Aim of the exercise
Copy the items below word for word, starting at the line that contains "woman in the photo above" and ending at the line that contains "column 53, row 138", both lines included.

Records for this task
-=-=-

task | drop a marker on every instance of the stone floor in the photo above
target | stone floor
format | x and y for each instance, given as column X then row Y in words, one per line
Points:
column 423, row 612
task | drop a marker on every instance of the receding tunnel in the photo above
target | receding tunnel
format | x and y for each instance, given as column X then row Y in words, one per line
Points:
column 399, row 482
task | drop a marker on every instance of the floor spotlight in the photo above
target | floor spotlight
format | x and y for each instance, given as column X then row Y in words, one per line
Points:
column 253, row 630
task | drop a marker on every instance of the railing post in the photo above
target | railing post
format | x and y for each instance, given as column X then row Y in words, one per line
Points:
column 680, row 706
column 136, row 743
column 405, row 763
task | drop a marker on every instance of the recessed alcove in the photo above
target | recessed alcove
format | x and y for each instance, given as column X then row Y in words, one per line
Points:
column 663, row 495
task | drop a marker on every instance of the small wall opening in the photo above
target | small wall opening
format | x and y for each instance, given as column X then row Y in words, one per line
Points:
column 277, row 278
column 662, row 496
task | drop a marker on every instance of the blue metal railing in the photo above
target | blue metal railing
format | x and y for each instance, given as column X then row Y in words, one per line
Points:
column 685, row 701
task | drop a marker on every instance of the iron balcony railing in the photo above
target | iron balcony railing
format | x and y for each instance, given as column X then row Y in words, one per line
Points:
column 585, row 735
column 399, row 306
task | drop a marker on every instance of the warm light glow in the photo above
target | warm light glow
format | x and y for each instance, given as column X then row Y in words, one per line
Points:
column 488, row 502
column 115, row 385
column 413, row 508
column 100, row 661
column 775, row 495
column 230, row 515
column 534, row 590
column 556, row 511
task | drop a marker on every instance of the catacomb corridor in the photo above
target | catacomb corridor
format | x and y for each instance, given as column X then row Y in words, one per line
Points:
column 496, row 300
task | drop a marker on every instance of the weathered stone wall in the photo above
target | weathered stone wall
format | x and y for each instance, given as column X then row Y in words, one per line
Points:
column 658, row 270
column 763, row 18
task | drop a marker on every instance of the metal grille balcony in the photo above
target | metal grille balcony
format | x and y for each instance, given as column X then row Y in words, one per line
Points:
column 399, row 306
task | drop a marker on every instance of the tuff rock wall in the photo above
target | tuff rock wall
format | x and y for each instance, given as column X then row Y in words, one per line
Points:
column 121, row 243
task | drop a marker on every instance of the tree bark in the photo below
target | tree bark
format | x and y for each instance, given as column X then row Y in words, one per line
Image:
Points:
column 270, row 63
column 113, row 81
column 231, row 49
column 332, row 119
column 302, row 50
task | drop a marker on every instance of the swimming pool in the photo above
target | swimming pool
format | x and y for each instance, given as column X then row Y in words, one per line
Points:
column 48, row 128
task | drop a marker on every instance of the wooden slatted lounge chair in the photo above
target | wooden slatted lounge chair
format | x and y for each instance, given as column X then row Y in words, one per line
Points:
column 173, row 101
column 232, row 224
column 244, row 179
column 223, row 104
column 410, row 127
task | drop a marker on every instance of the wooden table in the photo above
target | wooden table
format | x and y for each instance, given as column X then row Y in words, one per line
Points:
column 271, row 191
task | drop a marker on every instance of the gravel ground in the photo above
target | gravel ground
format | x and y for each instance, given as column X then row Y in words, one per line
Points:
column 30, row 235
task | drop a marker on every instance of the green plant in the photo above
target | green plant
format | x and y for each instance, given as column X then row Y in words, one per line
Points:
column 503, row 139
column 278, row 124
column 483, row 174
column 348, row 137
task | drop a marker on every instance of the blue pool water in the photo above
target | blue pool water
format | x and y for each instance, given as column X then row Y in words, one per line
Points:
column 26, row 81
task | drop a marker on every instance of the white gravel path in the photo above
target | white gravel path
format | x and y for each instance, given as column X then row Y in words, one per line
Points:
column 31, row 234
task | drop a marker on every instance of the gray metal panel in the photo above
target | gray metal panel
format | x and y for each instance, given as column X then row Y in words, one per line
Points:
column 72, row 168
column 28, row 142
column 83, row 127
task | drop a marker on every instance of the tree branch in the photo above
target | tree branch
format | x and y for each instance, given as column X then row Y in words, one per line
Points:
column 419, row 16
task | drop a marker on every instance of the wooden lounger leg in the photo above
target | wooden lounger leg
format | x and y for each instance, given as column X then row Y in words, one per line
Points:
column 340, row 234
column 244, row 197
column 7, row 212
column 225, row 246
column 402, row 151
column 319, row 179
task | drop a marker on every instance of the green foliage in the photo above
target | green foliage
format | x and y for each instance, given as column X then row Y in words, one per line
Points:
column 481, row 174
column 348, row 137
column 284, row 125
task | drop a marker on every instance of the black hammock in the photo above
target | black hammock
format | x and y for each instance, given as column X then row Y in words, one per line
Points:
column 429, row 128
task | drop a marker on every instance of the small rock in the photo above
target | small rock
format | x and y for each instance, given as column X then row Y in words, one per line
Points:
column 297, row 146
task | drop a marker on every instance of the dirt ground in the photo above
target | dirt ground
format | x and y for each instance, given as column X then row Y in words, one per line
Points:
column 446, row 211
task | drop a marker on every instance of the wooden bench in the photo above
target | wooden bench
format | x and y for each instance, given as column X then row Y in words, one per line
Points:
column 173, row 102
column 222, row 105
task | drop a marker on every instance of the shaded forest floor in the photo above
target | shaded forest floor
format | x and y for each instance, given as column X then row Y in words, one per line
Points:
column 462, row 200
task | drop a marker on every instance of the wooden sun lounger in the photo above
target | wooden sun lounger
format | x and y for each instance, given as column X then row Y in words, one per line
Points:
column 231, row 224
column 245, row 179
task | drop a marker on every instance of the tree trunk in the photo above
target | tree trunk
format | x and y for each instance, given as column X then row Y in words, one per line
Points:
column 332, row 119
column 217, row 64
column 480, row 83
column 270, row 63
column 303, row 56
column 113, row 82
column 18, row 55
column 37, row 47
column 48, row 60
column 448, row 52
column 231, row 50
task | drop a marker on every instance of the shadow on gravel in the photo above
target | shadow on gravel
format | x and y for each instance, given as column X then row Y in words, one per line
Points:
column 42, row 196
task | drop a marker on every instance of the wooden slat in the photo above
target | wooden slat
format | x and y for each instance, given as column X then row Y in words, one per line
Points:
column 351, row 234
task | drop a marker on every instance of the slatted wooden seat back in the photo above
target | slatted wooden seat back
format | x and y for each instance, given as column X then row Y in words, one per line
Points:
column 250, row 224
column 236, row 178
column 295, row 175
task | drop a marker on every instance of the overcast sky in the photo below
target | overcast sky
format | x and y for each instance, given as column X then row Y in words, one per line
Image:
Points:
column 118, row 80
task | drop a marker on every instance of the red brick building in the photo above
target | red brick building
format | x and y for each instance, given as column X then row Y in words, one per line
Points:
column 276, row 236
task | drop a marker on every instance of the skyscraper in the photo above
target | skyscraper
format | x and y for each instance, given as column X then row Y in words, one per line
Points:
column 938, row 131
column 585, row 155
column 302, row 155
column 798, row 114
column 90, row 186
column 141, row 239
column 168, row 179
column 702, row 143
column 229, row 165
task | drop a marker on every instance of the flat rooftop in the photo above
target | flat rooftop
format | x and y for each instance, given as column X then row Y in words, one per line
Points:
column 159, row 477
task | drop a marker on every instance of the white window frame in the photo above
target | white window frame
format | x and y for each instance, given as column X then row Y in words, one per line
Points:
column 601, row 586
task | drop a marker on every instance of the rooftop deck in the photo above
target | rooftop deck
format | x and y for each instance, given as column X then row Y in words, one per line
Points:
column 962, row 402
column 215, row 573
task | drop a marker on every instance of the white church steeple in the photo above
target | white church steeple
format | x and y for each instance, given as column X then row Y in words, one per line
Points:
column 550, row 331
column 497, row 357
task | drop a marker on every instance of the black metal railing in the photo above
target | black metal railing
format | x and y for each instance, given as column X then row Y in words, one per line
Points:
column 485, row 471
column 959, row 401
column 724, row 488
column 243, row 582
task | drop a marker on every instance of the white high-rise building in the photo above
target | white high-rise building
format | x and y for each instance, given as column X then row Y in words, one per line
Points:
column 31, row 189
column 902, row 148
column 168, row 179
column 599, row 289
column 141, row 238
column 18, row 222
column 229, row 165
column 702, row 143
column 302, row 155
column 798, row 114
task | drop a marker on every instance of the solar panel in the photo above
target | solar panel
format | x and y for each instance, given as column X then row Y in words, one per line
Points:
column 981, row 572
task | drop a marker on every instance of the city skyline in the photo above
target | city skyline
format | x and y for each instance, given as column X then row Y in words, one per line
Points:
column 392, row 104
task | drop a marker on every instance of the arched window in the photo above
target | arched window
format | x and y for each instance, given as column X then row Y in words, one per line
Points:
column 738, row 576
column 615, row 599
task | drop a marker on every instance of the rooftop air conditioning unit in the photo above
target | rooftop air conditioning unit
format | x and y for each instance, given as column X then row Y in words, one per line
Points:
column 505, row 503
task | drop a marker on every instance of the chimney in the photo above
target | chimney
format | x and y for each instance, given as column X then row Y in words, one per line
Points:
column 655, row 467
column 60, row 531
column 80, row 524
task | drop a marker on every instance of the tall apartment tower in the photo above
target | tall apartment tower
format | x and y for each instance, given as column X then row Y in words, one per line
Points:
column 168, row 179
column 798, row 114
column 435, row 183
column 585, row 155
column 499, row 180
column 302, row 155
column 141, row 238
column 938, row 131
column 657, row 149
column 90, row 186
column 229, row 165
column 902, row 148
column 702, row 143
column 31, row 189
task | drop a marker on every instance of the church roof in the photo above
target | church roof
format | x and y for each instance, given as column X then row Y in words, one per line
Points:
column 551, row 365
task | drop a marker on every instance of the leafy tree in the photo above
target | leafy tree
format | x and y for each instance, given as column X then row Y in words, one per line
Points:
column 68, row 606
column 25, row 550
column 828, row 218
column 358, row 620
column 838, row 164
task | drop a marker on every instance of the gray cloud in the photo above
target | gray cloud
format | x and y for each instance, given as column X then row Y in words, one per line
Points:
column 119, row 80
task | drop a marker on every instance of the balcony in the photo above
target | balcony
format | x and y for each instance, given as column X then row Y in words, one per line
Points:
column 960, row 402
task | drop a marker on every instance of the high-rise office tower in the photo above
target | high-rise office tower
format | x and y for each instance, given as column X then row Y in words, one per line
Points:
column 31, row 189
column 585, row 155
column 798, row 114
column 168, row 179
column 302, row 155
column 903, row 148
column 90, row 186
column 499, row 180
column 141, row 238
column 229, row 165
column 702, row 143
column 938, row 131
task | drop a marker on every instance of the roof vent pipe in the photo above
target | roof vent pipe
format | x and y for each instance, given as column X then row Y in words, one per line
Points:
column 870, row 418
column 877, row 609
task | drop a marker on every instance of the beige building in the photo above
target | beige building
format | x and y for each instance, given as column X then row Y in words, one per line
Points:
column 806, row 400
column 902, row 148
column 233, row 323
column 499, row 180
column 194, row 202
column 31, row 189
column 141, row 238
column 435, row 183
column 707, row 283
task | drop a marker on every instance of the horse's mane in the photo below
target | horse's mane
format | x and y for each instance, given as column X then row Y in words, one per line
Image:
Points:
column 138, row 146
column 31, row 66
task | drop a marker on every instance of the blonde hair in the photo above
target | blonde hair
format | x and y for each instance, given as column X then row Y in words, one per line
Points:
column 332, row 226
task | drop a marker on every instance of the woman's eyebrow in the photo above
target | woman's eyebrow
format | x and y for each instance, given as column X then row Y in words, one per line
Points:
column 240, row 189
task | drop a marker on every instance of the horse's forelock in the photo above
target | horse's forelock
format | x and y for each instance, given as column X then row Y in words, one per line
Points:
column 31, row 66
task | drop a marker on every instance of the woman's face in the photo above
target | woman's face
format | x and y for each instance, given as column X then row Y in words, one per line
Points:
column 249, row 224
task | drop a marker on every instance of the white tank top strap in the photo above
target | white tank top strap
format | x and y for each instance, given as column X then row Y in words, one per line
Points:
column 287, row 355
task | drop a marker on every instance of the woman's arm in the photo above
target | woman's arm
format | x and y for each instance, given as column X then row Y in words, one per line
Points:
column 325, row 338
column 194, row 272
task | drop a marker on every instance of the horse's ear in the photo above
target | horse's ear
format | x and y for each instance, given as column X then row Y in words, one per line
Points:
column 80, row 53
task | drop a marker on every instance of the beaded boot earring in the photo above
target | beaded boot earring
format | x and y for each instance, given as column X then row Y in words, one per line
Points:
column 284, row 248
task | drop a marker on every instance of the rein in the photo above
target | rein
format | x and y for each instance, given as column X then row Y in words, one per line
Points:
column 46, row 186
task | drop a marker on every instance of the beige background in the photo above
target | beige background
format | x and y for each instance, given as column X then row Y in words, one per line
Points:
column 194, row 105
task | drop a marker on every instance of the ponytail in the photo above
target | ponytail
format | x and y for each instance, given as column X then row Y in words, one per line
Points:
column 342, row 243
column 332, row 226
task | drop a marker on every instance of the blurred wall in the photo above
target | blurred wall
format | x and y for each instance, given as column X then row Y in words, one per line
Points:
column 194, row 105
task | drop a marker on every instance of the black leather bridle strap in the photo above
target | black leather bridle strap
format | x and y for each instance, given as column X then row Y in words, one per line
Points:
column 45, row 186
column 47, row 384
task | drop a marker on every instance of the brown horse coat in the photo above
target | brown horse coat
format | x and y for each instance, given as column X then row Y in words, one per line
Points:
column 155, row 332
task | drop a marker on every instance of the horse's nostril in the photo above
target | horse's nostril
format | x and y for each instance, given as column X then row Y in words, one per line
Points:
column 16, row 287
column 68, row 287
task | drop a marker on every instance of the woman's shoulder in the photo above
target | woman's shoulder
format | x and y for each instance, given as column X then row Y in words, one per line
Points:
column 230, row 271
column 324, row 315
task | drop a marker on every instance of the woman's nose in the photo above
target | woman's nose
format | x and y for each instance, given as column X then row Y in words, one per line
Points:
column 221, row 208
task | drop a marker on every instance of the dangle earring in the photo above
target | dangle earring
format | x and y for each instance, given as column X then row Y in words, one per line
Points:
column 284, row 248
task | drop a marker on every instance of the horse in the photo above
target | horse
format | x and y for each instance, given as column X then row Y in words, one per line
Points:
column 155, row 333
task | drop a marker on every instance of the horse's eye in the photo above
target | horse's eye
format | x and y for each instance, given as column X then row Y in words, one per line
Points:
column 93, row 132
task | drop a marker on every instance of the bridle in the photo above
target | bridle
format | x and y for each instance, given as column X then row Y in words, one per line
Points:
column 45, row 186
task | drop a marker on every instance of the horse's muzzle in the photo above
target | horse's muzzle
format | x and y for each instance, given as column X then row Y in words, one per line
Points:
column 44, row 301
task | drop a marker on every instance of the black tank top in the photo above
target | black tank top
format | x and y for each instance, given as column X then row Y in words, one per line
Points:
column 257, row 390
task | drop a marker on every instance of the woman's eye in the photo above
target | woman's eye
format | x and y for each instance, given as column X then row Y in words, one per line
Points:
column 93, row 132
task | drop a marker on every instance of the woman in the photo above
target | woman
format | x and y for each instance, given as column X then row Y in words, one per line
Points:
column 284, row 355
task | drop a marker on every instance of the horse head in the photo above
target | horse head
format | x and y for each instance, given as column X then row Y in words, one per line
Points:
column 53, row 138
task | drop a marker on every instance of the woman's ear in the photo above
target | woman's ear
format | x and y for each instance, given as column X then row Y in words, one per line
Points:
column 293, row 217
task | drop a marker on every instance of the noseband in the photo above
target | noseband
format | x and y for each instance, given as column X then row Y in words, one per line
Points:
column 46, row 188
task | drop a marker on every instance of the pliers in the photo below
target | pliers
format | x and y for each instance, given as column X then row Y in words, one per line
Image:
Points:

-=-=-

Response below
task | drop a marker on every instance of the woman in the photo above
target | woman
format | x and y for each instance, given as column X then row Y in words, one per line
Points:
column 284, row 355
task | drop a marker on every instance of the horse head in the photo above
target | horse head
format | x and y for each instance, given as column X then row Y in words, one per line
Points:
column 53, row 138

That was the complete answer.